- TEXT BLOCK
/---

Being bothered by how complete strangers choose to dress strikes me as more than a little neurotic.
Maybe women are more likely to notice because we are forced from early childhood to think of all clothing as political. That is, if you want to call it neurotic, I'm guessing most women and many men would then be neurotic, which is probably not far off-base.
45: but apo, four people in full length fur coats? totally stare-worthy. they must have looked like escapees from an edward gorey book.
41: That Icelandic candy thing is really weird. I think I mentioned that my Icelandic violin teacher once rescheduled a lesson so that she could go to a Candy Party, when one of her friends brought a fresh supply back from home. So it wasn't just him and her, it was a whole party's-worth of Icelandic candy hounds.
She toured with Bjork--my brush with greatness!
I've taken the weekend off after coming home.
Ben's mentioned Nilsson lots of times. I was in an army hospital when "The Point" was first, or maybe second shown, in 1970-71. Since I was ambulatory and those objecting, who would have preferred the John Wayne movie were not, we watched Nilsson. I've still got my LPs; it's only a matter of time before my daughter discovers them.
Very pleased to read about mc's recital. Complete newb or taken up again after many years? The university chorus I'm in, also my temple choir, have satisfied me until now, but I could see playing as well as singing sometime.
newb. I think it's been about two years. If I'd known how hard it is, I'd probably never have started. So just as well I didn't know.
re: 32
What if, like me*, you pronounce it in a way that makes 'forgo' (/f?rgo/ in Scottish english, or, /f?g?u/ in effete English English) rather 'forego' (/fo?rgo/ in Scottish English) than the most logical spelling?
* And I'm British and in Oxford and therefore claim authority over pronunciatifyin'
I hope the IPA renders properly.
re: 48
I used to have some Icelandic neighbours when I first moved to Oxford. One night there was the biggest storm I've ever seen and they came, along with another of pair of our neighbours, and knocked on our door -- she was dressed in a tiny bikini, him in shorts -- to come outside and drink brennavin semi-naked with them while the rain and lightning poured down.
Quite surreal. No candy though.

\---

- TASK LIST
1 – From the comment thread above, extract verbatim the passage that opens with the words containing "Very pleased to" and closes with "IPA renders properly.".
2 – Continue the comment thread above from where it stops.

- RECORDS SUPPLIED
/---

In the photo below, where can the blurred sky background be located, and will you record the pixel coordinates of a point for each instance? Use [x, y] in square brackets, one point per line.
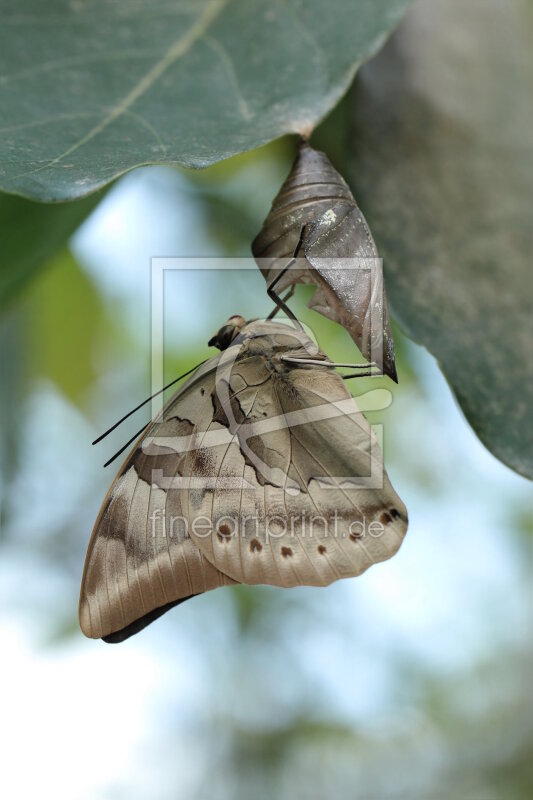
[407, 682]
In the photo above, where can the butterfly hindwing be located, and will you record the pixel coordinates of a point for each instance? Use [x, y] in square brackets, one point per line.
[247, 476]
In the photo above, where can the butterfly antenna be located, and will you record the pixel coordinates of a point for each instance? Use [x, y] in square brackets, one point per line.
[133, 410]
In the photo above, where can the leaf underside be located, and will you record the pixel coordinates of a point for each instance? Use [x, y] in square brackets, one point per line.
[89, 90]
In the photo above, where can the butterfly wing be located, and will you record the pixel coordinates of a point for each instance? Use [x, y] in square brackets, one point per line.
[318, 504]
[140, 560]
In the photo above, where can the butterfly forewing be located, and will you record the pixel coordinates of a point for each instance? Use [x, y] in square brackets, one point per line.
[247, 477]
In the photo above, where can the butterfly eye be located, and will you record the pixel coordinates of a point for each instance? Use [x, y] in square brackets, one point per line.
[224, 337]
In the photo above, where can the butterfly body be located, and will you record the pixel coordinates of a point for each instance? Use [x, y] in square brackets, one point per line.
[260, 470]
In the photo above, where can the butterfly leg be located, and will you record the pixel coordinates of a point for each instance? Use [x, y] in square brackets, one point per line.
[361, 375]
[274, 296]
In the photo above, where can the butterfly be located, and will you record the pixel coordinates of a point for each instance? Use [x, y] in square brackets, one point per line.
[316, 228]
[260, 469]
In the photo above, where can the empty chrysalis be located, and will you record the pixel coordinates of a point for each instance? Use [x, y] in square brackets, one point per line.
[316, 228]
[261, 469]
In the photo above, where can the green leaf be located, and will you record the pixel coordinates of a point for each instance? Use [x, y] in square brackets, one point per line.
[442, 166]
[31, 234]
[89, 90]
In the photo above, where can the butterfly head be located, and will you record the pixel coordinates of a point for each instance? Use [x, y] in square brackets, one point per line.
[227, 333]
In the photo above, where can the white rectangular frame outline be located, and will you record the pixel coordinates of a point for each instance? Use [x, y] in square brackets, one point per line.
[159, 265]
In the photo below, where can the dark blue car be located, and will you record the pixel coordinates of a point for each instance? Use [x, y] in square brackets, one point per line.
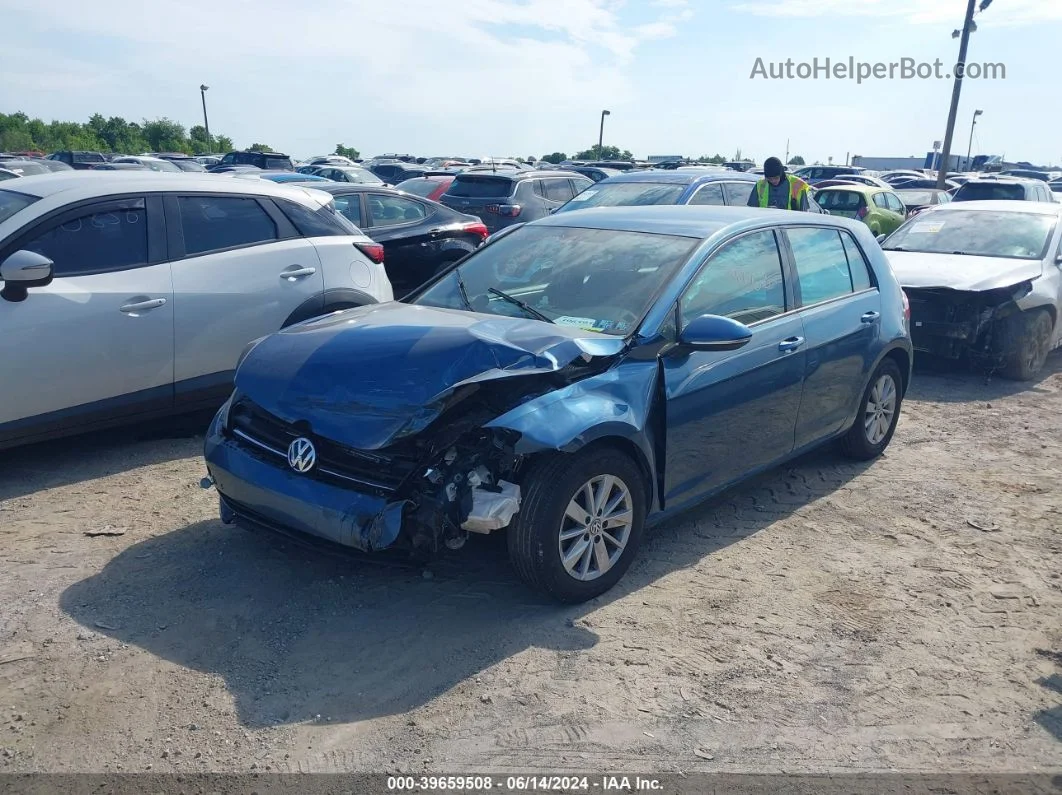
[570, 382]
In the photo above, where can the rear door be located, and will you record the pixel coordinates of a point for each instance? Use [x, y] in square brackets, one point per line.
[99, 340]
[240, 269]
[732, 413]
[841, 313]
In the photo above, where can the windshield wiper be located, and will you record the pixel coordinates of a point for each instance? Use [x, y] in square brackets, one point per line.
[462, 290]
[526, 307]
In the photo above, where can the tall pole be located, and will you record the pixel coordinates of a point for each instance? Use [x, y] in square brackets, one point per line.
[970, 149]
[601, 134]
[960, 68]
[206, 123]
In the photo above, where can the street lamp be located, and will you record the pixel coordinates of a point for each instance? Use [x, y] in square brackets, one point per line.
[206, 123]
[973, 124]
[601, 133]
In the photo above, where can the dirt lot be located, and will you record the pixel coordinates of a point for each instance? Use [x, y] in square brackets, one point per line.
[904, 615]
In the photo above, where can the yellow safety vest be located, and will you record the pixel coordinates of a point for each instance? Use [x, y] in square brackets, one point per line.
[798, 189]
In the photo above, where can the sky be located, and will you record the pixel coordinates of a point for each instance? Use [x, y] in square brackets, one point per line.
[526, 78]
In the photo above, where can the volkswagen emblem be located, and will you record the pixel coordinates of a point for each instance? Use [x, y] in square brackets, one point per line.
[302, 455]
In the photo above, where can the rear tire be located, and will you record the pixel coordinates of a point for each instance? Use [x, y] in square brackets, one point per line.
[1027, 341]
[588, 508]
[877, 415]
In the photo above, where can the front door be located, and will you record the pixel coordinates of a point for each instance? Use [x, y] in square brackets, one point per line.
[97, 342]
[732, 413]
[841, 310]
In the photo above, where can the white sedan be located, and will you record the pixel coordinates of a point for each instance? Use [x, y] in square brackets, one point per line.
[985, 282]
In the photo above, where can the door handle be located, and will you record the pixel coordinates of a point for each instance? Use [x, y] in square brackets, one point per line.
[143, 306]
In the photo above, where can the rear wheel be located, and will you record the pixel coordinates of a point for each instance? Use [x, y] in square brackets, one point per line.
[877, 416]
[1027, 338]
[580, 523]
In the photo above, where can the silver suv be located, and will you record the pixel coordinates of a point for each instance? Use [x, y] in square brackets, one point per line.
[127, 295]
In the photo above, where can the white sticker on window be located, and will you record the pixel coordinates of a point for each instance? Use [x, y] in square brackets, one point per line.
[927, 228]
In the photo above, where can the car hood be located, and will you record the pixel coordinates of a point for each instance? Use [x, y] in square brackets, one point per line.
[960, 272]
[370, 376]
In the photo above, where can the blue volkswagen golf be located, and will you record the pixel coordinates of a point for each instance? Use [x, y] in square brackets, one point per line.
[569, 383]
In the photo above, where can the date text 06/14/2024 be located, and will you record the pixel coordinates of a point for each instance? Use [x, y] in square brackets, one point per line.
[521, 783]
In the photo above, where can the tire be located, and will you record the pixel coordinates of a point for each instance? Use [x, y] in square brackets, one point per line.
[877, 415]
[1027, 340]
[535, 536]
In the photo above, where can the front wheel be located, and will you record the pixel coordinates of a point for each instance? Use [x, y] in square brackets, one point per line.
[877, 416]
[580, 523]
[1028, 335]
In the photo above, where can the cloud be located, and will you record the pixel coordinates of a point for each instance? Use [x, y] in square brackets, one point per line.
[917, 12]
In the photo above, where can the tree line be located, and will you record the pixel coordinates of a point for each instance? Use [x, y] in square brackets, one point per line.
[19, 133]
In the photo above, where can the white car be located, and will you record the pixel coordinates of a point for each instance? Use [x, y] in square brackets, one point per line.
[985, 281]
[125, 295]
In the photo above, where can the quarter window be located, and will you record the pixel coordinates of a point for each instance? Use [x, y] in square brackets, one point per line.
[708, 194]
[742, 280]
[822, 264]
[211, 223]
[386, 210]
[109, 238]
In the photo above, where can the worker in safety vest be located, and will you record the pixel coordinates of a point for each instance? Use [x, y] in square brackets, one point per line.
[778, 189]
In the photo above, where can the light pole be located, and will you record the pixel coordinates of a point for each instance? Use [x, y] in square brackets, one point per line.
[970, 150]
[960, 68]
[206, 123]
[601, 133]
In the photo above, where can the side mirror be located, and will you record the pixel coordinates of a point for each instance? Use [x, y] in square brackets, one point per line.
[715, 332]
[21, 271]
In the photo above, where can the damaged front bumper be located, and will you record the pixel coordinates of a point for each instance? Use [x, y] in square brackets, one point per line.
[958, 324]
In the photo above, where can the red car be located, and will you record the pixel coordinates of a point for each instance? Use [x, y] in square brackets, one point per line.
[428, 187]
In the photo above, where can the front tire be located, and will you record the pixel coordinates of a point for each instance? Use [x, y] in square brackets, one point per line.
[580, 523]
[1028, 339]
[877, 416]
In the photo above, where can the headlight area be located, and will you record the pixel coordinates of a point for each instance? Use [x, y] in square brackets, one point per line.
[468, 486]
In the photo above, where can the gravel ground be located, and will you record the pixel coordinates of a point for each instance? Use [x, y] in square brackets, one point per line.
[901, 615]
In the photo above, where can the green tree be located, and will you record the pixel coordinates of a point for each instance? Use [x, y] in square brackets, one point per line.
[165, 135]
[604, 153]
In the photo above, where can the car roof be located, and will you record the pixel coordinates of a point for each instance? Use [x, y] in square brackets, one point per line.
[680, 177]
[998, 205]
[80, 185]
[699, 221]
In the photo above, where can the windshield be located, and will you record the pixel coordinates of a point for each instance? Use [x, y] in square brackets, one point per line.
[12, 203]
[915, 197]
[626, 194]
[481, 187]
[977, 232]
[595, 279]
[989, 191]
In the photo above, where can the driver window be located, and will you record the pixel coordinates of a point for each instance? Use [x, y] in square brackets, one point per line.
[742, 280]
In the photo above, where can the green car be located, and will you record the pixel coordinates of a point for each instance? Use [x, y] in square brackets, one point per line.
[880, 209]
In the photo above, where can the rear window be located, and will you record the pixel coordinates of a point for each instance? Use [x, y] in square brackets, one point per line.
[840, 200]
[417, 187]
[12, 203]
[987, 191]
[626, 194]
[481, 187]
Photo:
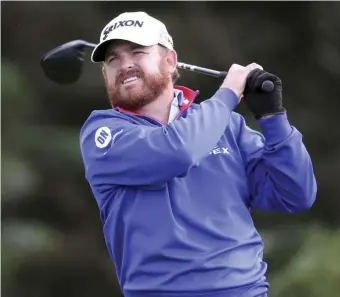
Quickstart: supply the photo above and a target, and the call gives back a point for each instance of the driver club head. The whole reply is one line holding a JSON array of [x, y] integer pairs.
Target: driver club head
[[64, 64]]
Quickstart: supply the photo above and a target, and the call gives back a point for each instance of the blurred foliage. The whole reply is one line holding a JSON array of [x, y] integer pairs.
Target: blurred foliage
[[52, 243]]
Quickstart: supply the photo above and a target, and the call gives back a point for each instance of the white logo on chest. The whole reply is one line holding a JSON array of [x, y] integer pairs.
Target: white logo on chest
[[219, 150]]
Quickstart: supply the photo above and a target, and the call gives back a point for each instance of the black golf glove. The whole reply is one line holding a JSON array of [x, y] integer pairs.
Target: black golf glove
[[261, 103]]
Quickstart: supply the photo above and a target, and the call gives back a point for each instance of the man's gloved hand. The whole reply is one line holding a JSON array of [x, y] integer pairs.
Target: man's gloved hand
[[260, 103]]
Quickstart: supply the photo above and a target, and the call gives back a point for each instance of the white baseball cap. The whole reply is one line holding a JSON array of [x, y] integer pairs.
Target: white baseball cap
[[137, 27]]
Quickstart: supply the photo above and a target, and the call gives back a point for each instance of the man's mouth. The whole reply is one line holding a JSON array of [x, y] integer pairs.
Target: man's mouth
[[130, 79]]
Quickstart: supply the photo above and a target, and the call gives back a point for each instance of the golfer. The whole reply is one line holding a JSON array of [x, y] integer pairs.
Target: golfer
[[175, 181]]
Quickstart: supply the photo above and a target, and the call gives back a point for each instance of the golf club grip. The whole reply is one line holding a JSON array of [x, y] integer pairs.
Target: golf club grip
[[267, 85]]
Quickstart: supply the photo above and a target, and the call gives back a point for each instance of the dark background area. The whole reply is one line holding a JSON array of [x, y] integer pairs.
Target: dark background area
[[52, 242]]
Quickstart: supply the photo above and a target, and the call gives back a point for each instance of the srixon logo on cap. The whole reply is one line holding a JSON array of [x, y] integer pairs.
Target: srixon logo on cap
[[128, 23]]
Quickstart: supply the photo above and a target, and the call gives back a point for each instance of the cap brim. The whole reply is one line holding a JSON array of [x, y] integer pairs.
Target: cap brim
[[98, 54]]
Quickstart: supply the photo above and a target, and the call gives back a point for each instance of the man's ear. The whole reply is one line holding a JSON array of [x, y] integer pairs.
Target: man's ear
[[104, 71], [171, 59]]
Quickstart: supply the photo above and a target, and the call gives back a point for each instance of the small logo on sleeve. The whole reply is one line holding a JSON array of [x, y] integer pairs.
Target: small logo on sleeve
[[103, 137], [219, 150]]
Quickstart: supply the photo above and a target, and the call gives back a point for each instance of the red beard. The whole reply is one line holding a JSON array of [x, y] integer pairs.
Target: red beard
[[147, 90]]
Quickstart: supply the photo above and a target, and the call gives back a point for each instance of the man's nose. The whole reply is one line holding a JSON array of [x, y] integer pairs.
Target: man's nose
[[126, 62]]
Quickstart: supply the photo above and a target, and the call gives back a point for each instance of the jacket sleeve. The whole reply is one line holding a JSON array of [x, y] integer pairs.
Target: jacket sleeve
[[117, 152], [278, 166]]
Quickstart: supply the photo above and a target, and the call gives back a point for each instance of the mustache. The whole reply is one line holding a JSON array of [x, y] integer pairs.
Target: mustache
[[126, 74]]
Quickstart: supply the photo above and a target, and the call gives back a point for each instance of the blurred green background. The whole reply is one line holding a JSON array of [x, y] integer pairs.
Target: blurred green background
[[52, 242]]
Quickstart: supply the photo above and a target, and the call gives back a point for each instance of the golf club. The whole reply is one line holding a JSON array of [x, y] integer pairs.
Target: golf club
[[64, 64]]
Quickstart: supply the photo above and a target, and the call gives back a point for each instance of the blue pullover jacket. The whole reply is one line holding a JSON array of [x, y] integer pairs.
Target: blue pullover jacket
[[175, 198]]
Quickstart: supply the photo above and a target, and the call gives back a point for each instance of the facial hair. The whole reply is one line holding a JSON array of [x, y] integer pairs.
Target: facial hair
[[149, 89]]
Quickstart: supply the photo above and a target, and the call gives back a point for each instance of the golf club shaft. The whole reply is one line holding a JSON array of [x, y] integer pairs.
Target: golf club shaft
[[202, 70]]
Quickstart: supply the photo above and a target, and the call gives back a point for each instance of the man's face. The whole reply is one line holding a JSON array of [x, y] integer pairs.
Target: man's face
[[135, 75]]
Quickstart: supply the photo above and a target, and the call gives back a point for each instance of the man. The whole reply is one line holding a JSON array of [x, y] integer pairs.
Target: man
[[175, 181]]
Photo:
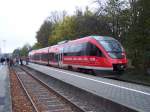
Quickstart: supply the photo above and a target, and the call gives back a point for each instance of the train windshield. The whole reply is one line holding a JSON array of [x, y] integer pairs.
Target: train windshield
[[111, 45], [113, 48]]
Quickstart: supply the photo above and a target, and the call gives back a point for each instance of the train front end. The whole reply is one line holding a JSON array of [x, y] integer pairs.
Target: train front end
[[114, 53]]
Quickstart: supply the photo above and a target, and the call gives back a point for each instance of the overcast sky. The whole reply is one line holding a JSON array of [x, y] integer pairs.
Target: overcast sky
[[21, 19]]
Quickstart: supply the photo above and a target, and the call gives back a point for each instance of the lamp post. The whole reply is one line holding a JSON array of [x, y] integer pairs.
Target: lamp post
[[4, 41]]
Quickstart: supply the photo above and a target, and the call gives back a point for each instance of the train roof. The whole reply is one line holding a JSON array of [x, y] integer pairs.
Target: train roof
[[101, 38]]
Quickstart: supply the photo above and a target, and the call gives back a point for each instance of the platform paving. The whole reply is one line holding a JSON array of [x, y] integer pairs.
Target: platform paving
[[5, 102], [131, 95]]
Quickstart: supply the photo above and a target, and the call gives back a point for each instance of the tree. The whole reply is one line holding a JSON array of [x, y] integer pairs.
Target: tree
[[43, 33], [139, 35]]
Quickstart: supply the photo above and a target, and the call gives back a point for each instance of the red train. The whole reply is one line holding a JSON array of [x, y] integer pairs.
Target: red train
[[88, 53]]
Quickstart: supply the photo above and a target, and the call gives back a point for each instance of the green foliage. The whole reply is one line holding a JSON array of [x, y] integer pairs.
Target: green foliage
[[128, 21], [43, 33]]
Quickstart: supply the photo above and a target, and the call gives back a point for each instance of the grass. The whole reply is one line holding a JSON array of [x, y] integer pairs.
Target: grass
[[134, 75]]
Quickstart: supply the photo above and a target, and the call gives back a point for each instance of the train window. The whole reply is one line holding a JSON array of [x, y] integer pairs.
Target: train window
[[92, 50], [44, 57]]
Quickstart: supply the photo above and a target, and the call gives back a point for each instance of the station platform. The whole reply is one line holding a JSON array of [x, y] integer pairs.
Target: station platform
[[134, 96], [5, 102]]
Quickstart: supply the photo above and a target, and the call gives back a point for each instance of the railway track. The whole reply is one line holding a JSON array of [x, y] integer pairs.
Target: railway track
[[43, 98]]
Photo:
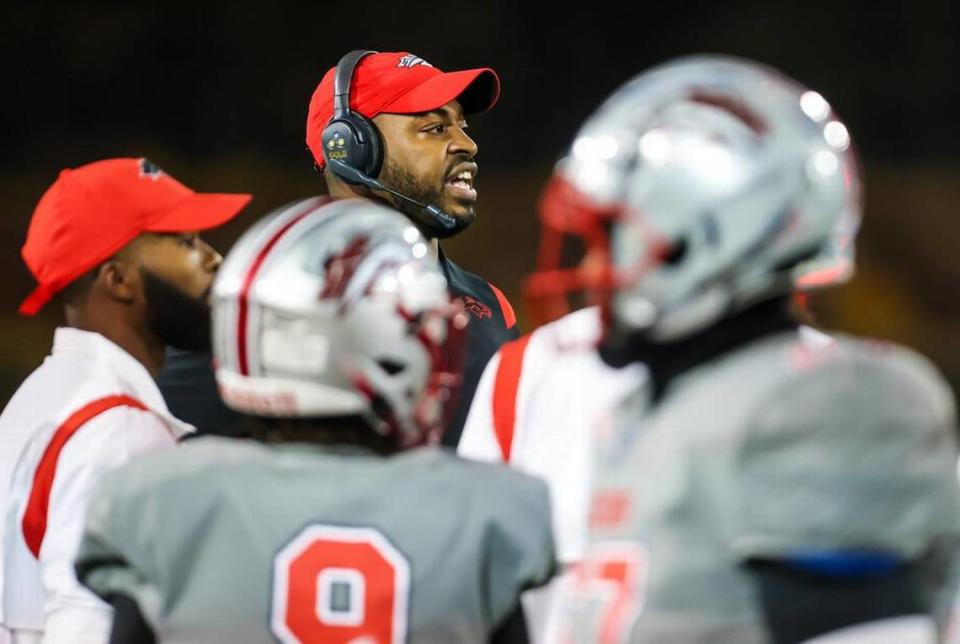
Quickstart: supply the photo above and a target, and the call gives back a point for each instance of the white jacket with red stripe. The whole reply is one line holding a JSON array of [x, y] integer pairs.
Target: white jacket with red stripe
[[88, 408], [537, 402]]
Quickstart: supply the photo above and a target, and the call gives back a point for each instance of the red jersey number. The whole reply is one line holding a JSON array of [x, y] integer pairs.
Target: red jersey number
[[337, 584]]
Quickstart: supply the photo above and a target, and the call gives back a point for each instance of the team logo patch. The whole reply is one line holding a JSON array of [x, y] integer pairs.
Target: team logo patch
[[412, 61], [149, 169], [476, 307]]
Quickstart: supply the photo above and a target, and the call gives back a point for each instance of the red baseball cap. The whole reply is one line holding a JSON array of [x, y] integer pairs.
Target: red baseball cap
[[400, 83], [91, 212]]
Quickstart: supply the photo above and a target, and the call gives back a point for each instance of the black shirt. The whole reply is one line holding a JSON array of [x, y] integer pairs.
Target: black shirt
[[492, 322], [190, 390]]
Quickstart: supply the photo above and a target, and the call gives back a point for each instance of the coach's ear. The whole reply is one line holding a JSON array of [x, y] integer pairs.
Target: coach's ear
[[120, 279]]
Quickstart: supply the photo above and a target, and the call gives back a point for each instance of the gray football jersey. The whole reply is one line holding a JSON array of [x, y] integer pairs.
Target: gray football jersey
[[235, 541], [796, 447]]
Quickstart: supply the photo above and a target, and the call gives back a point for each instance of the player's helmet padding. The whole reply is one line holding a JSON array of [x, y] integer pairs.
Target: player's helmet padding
[[335, 309], [700, 187]]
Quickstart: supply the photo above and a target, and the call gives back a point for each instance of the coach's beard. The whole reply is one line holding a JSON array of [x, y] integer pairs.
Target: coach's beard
[[396, 177], [178, 320]]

\---

- ANSWERS BY ITEM
1 –
Very pleased to read about mc's recital. Complete newb or taken up again after many years? The university chorus I'm in, also my temple choir, have satisfied me until now, but I could see playing as well as singing sometime.
newb. I think it's been about two years. If I'd known how hard it is, I'd probably never have started. So just as well I didn't know.
re: 32
What if, like me*, you pronounce it in a way that makes 'forgo' (/f?rgo/ in Scottish english, or, /f?g?u/ in effete English English) rather 'forego' (/fo?rgo/ in Scottish English) than the most logical spelling?
* And I'm British and in Oxford and therefore claim authority over pronunciatifyin'
I hope the IPA renders properly.

2 –
52: Don't oppress me with your colonialist ways.
Hey, IDP! What university chorus are you in?
Northeastern Illinois U., right out Foster from where you are. The "musical pedagogy" students are required to be in it, for a couple of terms. Community members, which is everybody else, try out.
Leader/instructor is an outstanding teacher. The program has produced a substantial proportion of local singing professionals, and because it's a course, he'll often explain the why's as well as the how's. I've never sung on this level in my life, and the repetoire is usually very intelligent and challenging. Highbrow stuff, but doable; nicely balanced.
You're right, that's not that far from me. I've been thinking about joining a chorus; I'm directing an a cappella group at school right now which is fun, but we don't really do any serious and/or difficult material, because, well, we have a small pool to pick from. But I miss doing challenging stuff; trying to decide between joining a group and paying for voice lessons again. Feel like I haven't progressed that much since I stopped taking voice lessons at 17 (after 6 years).
Rehearsal is once a week, has been on Tuesdays, 7-9:30. But you have to practice, by yourself or in small groups, or you won't get it. There's a midterm, for the students but everybody has to do it. You have to know the parts by that time.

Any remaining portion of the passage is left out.